▸ DIRECTIVE: Can you reproduce, word for word, the stretch from the line containing "for the lake" through the end of the records?
** start of INFORMATION SUPPLIED **
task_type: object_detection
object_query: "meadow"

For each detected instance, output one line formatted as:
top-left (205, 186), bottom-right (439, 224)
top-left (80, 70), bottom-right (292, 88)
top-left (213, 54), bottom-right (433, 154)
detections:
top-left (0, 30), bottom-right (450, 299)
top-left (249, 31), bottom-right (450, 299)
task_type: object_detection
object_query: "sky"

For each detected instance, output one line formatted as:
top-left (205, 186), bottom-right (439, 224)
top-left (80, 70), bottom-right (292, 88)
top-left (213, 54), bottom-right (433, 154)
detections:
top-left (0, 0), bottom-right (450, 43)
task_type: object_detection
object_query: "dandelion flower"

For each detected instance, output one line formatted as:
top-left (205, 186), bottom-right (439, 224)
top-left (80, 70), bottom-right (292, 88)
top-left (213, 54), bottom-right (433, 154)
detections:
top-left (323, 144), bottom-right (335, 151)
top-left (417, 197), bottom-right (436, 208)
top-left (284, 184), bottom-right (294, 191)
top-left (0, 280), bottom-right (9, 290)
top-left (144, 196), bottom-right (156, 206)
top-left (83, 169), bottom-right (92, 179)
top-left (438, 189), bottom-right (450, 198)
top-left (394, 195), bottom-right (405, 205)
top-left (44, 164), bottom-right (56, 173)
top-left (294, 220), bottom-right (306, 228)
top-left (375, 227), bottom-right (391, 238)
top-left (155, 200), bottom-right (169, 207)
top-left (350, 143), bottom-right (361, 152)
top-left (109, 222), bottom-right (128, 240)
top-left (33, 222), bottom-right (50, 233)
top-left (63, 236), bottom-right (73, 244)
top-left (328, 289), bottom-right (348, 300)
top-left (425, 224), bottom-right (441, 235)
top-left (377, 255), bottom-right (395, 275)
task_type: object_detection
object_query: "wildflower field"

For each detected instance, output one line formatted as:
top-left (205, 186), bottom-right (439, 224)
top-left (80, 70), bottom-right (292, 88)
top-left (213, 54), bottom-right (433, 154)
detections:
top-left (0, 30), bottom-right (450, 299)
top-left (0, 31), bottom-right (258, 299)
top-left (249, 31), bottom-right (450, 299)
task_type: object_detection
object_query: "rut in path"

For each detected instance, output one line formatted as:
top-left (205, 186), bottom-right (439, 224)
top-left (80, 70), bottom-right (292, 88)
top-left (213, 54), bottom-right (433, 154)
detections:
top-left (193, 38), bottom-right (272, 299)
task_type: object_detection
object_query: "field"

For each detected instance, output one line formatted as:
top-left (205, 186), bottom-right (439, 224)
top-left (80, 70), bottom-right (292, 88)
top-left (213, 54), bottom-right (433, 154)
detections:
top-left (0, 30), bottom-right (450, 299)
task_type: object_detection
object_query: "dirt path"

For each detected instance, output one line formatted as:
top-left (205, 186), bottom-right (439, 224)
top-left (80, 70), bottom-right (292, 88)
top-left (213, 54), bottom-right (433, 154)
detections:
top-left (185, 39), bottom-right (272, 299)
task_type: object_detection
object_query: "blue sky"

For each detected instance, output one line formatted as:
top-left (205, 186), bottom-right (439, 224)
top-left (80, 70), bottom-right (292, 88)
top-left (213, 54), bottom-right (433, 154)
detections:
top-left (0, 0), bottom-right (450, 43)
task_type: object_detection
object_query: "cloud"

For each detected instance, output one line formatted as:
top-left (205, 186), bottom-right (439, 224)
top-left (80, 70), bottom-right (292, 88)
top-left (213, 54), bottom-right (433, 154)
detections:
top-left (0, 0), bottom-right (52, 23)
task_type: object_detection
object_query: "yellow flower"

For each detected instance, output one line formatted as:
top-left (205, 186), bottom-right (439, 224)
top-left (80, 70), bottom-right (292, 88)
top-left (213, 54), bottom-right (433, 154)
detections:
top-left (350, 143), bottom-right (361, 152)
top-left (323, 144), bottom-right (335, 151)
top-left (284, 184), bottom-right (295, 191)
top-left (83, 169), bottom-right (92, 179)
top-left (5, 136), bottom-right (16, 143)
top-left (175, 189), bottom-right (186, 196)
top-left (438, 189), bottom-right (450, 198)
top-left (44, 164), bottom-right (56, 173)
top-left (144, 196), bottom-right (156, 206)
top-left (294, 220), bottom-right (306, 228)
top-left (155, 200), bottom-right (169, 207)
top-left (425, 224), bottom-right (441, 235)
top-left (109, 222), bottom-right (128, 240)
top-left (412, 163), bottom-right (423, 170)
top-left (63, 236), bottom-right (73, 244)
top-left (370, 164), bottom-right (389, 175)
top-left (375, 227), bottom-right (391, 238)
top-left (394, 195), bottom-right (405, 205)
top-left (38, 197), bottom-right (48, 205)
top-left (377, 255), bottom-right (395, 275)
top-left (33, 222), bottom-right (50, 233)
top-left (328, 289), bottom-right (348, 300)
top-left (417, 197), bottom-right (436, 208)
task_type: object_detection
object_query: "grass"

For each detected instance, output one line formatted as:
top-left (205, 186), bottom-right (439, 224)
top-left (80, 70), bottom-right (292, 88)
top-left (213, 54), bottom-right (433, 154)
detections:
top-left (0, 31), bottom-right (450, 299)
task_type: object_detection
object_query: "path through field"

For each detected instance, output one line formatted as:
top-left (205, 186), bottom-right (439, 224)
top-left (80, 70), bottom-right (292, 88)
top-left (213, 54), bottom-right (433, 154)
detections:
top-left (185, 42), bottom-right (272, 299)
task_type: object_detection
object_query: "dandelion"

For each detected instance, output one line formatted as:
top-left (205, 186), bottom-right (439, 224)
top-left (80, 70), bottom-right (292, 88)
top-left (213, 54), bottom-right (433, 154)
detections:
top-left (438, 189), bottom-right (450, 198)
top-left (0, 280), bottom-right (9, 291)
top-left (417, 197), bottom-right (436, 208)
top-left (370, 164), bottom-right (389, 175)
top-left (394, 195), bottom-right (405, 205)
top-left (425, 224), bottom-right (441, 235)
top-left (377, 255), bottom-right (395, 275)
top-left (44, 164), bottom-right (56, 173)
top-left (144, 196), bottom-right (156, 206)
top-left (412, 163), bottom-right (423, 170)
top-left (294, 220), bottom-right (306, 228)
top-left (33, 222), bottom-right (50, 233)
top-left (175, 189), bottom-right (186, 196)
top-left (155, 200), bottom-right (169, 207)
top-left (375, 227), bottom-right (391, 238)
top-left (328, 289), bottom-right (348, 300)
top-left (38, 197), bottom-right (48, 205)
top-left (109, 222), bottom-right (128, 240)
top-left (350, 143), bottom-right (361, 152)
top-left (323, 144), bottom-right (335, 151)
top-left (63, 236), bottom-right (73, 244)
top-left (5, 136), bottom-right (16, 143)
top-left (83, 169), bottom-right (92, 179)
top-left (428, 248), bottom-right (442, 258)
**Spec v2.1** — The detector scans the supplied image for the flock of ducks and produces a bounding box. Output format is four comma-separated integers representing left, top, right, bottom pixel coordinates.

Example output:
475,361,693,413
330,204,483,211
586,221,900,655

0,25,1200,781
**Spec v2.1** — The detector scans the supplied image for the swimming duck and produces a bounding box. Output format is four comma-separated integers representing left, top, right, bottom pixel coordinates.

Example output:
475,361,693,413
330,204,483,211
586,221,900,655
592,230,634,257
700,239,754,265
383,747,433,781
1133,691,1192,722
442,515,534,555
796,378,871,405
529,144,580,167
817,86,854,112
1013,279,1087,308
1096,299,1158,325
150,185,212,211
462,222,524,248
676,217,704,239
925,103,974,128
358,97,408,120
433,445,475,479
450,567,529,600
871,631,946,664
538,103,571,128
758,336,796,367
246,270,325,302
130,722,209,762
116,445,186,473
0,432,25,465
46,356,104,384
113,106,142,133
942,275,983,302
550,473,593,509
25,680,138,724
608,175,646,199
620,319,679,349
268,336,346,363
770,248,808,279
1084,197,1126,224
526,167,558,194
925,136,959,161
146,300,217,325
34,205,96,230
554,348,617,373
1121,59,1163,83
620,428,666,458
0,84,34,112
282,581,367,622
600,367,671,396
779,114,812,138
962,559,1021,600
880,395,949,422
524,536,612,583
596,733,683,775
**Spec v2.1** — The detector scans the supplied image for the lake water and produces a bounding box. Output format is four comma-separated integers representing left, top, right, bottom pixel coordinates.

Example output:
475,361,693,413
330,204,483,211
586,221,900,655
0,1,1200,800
** end of INFORMATION SUPPLIED **
▸ RESULT OF THIS EXERCISE:
**Spec v2.1** — The detector scans the supplied image for the lake water and produces a bounding box. Output format is four comma-separated integers representing left, top, right, bottom pixel coordinates.

Example output:
475,361,693,413
330,204,483,211
586,221,900,655
0,1,1200,800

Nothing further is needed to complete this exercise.